── TASK DATA ──

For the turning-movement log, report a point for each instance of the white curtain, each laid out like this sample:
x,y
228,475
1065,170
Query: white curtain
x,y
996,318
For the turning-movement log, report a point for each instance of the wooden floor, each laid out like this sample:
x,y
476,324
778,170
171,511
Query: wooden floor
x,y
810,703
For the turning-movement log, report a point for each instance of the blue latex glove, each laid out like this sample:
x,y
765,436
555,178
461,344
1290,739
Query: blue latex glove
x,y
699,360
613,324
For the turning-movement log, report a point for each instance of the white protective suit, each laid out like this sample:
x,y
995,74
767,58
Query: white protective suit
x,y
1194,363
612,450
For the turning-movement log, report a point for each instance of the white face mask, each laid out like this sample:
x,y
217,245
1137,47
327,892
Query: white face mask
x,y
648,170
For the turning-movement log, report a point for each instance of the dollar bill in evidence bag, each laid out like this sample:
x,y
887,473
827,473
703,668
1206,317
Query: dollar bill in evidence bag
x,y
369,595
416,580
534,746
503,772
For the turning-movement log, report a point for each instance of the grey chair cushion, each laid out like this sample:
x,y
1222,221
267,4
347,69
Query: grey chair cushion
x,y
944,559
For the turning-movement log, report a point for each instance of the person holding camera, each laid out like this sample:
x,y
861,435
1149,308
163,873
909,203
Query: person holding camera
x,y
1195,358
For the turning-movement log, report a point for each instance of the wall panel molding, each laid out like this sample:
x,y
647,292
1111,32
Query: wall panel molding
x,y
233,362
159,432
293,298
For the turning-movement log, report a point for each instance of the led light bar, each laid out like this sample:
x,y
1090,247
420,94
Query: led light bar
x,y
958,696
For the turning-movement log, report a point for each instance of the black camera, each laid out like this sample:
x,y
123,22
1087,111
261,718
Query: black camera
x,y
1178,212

───

STATED PROBLEM
Send back exactly the lines from the line with "of the wall" through the end of the records.

EXERCISE RESULT
For the turning-movement log, report a point for each instance of the wall panel molding, each laid out like this sample:
x,y
647,292
1111,32
Query: wall panel molding
x,y
233,362
159,432
293,298
For the turning-movement log, report a point for each instance of the led light bar, each laid out like this sample:
x,y
1090,247
420,94
Query: led light bar
x,y
958,696
For the turning-movement log, report a point for each instance of the black camera, each laid out like this sample:
x,y
123,22
1087,111
261,718
Query: black camera
x,y
1178,212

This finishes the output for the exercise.